→ Task to carry out
Which lines in the rows below contain the word "palm"? Copy out each of them.

→ Position identification rows
* Start *

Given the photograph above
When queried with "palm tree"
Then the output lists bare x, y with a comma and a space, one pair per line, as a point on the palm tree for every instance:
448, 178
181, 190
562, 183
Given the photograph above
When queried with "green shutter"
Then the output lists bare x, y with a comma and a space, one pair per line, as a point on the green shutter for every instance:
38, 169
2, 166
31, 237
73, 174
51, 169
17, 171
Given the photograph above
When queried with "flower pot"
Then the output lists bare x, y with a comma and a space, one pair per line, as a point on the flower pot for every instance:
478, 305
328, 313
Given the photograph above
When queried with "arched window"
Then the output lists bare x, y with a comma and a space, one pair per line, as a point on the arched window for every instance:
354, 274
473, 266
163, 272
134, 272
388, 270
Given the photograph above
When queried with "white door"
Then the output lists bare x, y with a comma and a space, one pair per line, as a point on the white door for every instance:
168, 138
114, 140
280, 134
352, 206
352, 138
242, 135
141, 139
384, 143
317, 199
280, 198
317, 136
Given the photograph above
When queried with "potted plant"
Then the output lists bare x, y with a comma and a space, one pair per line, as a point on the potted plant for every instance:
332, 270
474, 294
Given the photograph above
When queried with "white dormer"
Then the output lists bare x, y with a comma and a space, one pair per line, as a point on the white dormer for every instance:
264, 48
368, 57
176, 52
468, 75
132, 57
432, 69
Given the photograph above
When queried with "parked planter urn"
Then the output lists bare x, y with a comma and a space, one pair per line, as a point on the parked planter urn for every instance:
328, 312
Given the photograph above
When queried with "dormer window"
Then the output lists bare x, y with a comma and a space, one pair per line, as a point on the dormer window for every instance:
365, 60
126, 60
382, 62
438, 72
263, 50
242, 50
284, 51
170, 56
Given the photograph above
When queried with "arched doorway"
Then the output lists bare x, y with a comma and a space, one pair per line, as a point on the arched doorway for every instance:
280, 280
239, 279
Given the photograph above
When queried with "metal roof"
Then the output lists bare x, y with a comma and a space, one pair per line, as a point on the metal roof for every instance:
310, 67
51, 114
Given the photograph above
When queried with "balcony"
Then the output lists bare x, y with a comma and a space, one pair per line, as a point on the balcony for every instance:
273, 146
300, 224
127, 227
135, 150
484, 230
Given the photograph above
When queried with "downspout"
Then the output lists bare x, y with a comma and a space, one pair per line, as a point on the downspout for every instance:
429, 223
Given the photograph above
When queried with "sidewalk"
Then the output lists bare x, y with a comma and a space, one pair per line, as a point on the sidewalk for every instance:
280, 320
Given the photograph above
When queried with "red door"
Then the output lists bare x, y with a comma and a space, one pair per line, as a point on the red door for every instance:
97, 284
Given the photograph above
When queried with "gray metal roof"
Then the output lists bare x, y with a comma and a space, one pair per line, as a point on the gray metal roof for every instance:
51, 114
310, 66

* End *
* Start *

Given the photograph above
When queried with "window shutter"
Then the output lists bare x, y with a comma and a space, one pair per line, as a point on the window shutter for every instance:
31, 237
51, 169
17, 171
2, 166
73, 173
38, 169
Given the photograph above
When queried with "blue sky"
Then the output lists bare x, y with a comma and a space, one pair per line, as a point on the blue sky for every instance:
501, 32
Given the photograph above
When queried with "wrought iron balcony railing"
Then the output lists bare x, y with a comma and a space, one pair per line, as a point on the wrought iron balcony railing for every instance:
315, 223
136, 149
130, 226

* End *

→ Result
When queried with "palm tree"
Then the output lists bare x, y with a comma and a space, one pair per line, as a point on the palm tree for every instance:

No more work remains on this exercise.